__DOCUMENT SEGMENT__.
Presently March 2021
With Spring officially onboard as of March 1st, it comes with a gentle spirit, warming up slowly with longer days and brighter skies. The flowers come, one by one with uplifting confidence. While snowdrops and crocuses carpet the ground, there is none so pretty that rises from the earth, standing up bright and commands the playfulness in nature than the narcissus.
March birth flower
March and we see the budding buds of the daffodils come to bloom, embodying Spring like none other. Affectionately known as March’s birth flower, the cheerful yellow daffodils represent rebirth and new beginnings as it is the first to bloom after the winter frost. Though these beautiful spring buds also come in white and orange, it is the yellow hues that brings much brightness and cheer to the gardens and parks.
Widely cultivated in Holland and in Britain, the daffodils has its origins in the Mediterranean where it was grown by the ancient Greeks and Romans. Known as Narcissus in Latin, the flower was named after a character in Greek mythology, the son of the river god who was celebrated for his beauty. It has been said that he loved himself too much and his arrogance led him to his own death where he fell into the river and drowned while staring at his own reflection. The flowers growing along the river were named after him. For this reason, daffodils are sometimes known to symbolise vanity.
In England, daffodils are also referred to as ‘Lent Lillies’ or ‘Lenten Lillies’. The term is adopted from a poem written by A.E. Housman because they typically bloom between Ash Wednesday and Easter.
Beyond representing rebirth, new beginnings and as a symbol of vanity, the March flower hold different meanings to different cultures as well. For the Chinese, the daffodils represent good luck and prosperity as they bloom around Chinese New Year. In Wales, daffodils are the national flower, representing faithfulness as it reblooms year after year. The cancer care society, Marie Curie uses daffodil as its symbol to represent hope for a cure. Above all, the daffodils are said to symbolise unequalled love, so giving this cheerful, bright flowers to someone would symbolise deep love that cannot be imitated.

__STUDY QUESTIONS__.
[1] Answer these about the text on March's birth flower:
(a) Besides yellow, what colors do daffodils come in?
(b) What do daffodils represent in Wales?
(c) Why are daffodils called "Lent Lillies" in England?
[2] Rewrite everything from "Widely cultivated in" down to "to symbolise vanity." in the text on March's birth flower, putting "the Netherlands" in place of "Holland".

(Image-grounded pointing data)
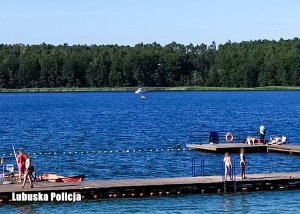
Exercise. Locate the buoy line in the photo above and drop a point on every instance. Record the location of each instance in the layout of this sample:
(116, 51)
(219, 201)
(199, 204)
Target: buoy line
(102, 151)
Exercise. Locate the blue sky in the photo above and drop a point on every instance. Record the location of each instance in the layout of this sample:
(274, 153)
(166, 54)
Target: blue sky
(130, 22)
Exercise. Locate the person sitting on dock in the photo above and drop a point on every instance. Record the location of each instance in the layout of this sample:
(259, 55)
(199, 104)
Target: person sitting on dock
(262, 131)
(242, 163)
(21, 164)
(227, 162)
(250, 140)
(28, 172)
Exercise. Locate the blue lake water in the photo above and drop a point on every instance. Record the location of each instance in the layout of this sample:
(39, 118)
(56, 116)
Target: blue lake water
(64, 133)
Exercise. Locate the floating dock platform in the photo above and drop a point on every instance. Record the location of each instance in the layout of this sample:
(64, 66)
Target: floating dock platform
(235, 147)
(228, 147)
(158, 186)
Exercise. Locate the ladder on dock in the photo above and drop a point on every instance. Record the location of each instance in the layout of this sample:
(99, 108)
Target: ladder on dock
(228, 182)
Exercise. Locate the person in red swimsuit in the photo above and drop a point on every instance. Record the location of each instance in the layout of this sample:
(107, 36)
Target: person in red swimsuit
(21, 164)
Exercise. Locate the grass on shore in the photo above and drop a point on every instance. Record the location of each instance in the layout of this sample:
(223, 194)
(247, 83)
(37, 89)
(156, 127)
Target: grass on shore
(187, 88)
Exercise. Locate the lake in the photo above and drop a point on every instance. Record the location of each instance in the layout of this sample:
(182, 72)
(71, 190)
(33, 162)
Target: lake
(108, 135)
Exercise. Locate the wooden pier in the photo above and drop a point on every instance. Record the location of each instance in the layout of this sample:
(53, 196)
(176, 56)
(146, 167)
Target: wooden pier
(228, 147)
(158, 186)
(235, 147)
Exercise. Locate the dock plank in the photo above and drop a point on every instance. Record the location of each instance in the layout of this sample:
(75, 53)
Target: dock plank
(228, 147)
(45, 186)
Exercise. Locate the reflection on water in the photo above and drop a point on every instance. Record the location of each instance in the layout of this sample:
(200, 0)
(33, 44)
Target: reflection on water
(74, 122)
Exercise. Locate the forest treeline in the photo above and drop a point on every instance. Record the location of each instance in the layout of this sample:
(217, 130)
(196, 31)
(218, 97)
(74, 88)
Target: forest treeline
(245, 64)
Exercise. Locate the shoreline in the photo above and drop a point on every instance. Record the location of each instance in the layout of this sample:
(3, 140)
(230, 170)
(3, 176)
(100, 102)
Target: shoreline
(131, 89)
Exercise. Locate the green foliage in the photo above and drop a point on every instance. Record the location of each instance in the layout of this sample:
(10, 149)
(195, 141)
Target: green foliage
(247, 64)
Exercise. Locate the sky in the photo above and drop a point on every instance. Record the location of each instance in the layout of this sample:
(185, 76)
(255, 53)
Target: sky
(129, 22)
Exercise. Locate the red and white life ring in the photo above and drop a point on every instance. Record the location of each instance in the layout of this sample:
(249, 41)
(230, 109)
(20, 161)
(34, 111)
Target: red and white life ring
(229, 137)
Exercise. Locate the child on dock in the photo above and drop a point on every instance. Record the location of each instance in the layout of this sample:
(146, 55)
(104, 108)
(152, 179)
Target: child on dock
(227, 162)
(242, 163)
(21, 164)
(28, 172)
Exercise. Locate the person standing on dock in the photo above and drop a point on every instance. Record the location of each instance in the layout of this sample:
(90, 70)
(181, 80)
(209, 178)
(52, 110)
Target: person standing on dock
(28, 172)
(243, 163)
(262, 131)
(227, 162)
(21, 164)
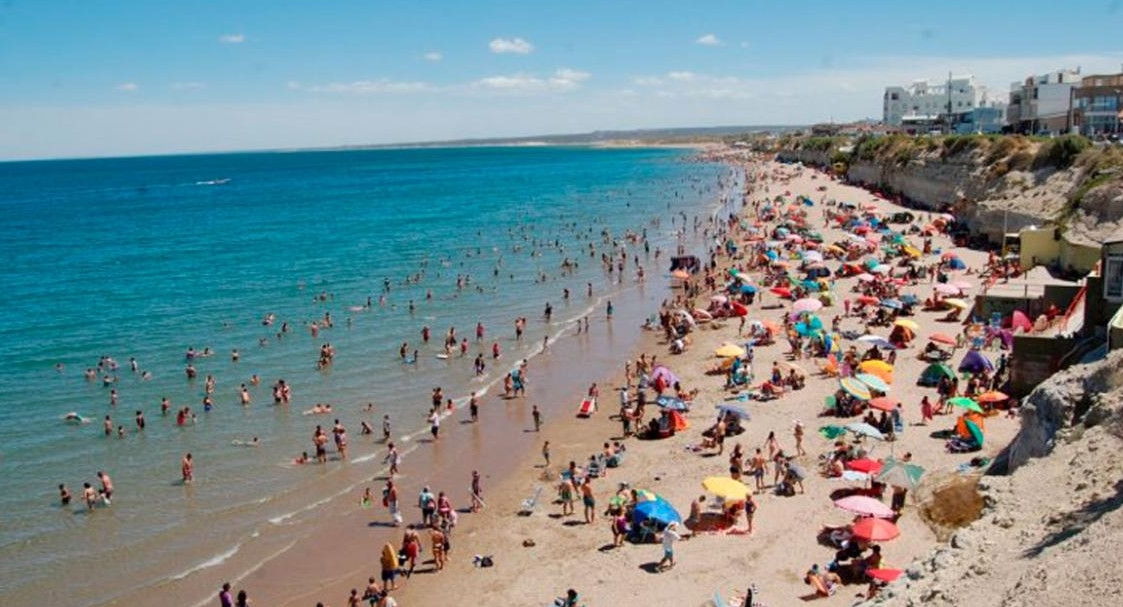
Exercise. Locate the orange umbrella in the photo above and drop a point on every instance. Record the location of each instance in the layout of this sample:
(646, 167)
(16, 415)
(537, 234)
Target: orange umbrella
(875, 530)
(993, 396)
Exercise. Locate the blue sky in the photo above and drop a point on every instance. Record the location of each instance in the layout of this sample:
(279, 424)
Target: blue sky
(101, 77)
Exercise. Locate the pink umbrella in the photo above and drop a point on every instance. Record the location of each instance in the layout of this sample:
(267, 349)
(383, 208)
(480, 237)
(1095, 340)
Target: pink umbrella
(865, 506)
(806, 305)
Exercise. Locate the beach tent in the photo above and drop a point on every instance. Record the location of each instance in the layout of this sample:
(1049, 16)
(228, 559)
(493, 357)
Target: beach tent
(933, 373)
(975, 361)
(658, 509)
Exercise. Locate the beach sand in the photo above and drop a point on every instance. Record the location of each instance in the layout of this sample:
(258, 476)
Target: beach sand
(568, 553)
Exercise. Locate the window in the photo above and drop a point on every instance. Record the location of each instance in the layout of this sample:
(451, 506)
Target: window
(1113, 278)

__TASK-BY-TASK RESULTS__.
[1]
(a) White and orange.
(b) Faithfulness, since they rebloom year after year.
(c) Because they typically bloom between Ash Wednesday and Easter.

[2]
Widely cultivated in the Netherlands and in Britain, the daffodils has its origins in the Mediterranean where it was grown by the ancient Greeks and Romans. Known as Narcissus in Latin, the flower was named after a character in Greek mythology, the son of the river god who was celebrated for his beauty. It has been said that he loved himself too much and his arrogance led him to his own death where he fell into the river and drowned while staring at his own reflection. The flowers growing along the river were named after him. For this reason, daffodils are sometimes known to symbolise vanity.